:: QUOTED PASSAGE ::

On May 10, 2021, House Ways and Means Committee Ranking Member Brady and Senate Finance Committee Ranking Member Crapo sent a letter to DOL with a series of questions related to outlays of the $2 billion in funding the Department received through the American Rescue Plan Act (ARPA) (P.L. 117-2). This funding was provided specifically to "detect fraud and prevent fraud, promote equitable access, and ensure timely payment of benefits with respect to unemployment compensation programs…" DOL has not provided a written response to this letter, despite multiple follow-ups.

On August 31, 2021, Ranking Member Brady, Ranking Member Crapo, and then- Ranking Member of the Ways and Means Subcommittee on Worker and Family Support Walorski sent a letter to the U.S. Government Accountability Office (GAO) requesting that GAO, as part of its mission and ongoing work to reduce improper payments and safeguard federal funds, investigate, and provide a national estimate of funds lost because of fraudulent activity.

On February 18, 2022, House Ways and Means Ranking Member Brady, House Oversight and Reform Ranking Member Comer, Senate Finance Committee Ranking Member Crapo, Senate Health, Education, Labor and Pensions Committee Ranking Member Burr, and Senate Homeland Security and Governmental Affairs Ranking Member Portman sent a letter to Secretary Walsh urging DOL to hold off on its guidance that would allow states to forgo recovery of overpayments in pandemic unemployment programs, and asked that the Department justify the legal basis for the guidance.10 DOL responded to the February 18, 2022, letter on April 29, 2022, but the response was incomplete. The Members also sent a letter to DOL OIG asking how blanket waivers of overpayments could impact ongoing unemployment fraud investigations.DOL OIG provided a response on March 16, 2022.

:::

* EXERCISE:
Reproduce the stretch of the passage on congressional letters to DOL from "On February 18, 2022, House" through "March 16, 2022.", swapping "overpayments" for "excess payments" throughout.

:: DATA EXCERPT ::

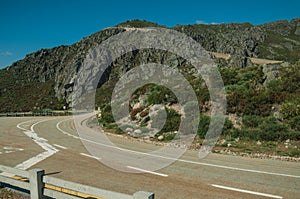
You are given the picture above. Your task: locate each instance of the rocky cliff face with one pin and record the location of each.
(278, 40)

:::

* WORKED SOLUTION:
On February 18, 2022, House Ways and Means Ranking Member Brady, House Oversight and Reform Ranking Member Comer, Senate Finance Committee Ranking Member Crapo, Senate Health, Education, Labor and Pensions Committee Ranking Member Burr, and Senate Homeland Security and Governmental Affairs Ranking Member Portman sent a letter to Secretary Walsh urging DOL to hold off on its guidance that would allow states to forgo recovery of excess payments in pandemic unemployment programs, and asked that the Department justify the legal basis for the guidance.10 DOL responded to the February 18, 2022, letter on April 29, 2022, but the response was incomplete. The Members also sent a letter to DOL OIG asking how blanket waivers of excess payments could impact ongoing unemployment fraud investigations.DOL OIG provided a response on March 16, 2022.